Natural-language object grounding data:
================================
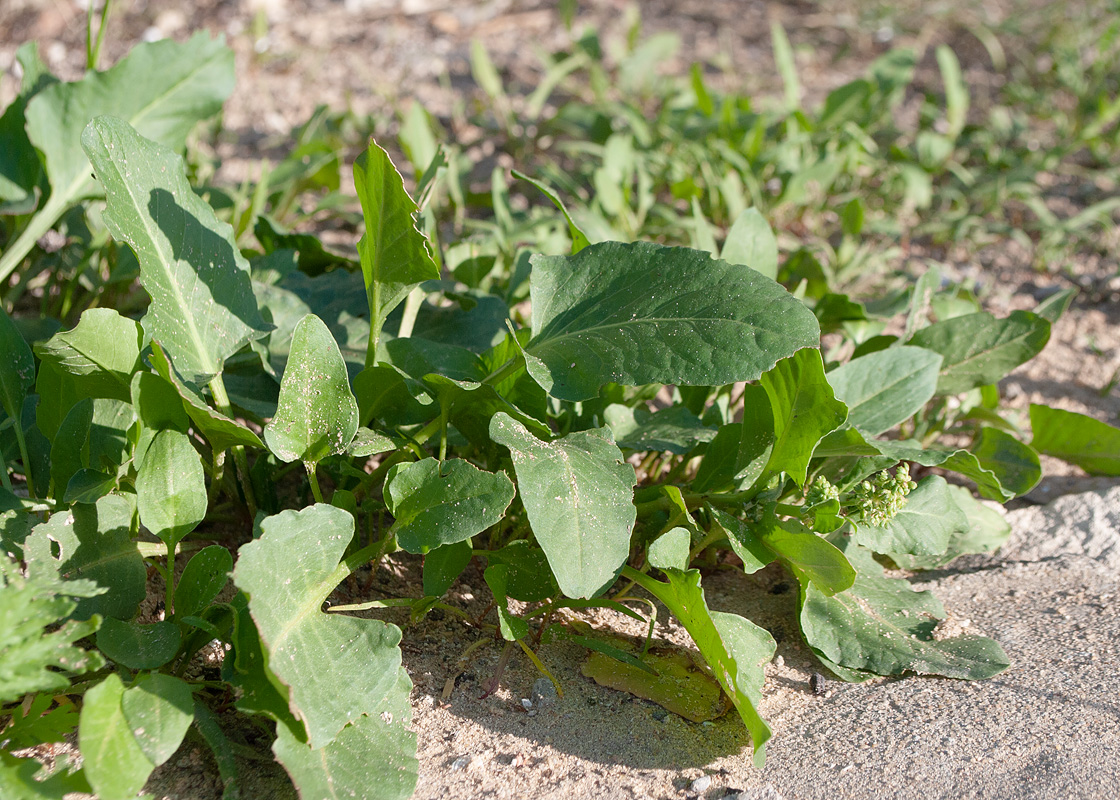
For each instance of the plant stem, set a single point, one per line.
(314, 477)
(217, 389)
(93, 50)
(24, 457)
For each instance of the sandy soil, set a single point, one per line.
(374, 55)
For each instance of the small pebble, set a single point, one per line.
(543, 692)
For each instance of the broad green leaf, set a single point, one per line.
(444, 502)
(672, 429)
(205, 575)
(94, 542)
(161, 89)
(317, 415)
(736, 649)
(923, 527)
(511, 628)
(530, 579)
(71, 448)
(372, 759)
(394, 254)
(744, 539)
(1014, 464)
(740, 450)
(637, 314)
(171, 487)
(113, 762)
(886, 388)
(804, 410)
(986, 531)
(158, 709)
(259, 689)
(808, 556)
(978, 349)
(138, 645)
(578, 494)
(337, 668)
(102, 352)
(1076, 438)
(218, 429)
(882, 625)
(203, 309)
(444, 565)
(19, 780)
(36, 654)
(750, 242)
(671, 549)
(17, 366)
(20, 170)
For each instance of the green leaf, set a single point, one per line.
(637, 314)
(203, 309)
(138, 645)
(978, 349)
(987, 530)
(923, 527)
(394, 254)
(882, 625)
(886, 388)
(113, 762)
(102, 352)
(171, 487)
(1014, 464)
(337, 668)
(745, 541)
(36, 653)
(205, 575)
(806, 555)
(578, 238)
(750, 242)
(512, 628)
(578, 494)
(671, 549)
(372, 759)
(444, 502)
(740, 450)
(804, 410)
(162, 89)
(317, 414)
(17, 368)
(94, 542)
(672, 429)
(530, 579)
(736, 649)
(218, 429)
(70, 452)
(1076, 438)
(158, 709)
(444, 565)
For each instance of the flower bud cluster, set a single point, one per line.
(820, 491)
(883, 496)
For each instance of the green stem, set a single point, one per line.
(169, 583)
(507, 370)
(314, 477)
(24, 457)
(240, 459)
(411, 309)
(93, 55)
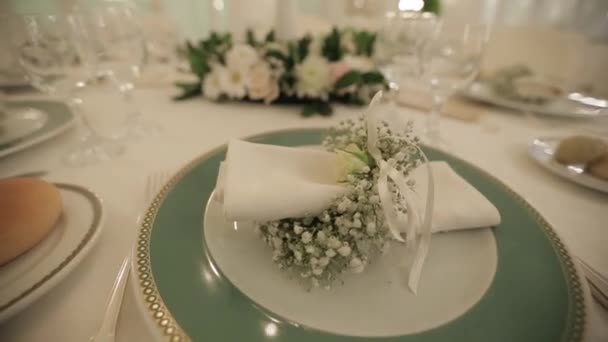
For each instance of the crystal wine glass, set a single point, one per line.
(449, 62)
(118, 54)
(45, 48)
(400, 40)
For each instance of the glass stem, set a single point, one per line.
================================
Both the line containing "For each instance of the green stem, set" and the last line of the records above belong in the exact copy, along with every line between them; pictures do not.

For each instance of the green stem, set a single point, one per line.
(169, 583)
(507, 370)
(314, 477)
(24, 457)
(240, 459)
(411, 309)
(93, 55)
For each instance of the crystal wine glass, set a single point, one per line.
(449, 62)
(118, 54)
(45, 48)
(400, 40)
For each instance of the glass stem, set a single point, one per line.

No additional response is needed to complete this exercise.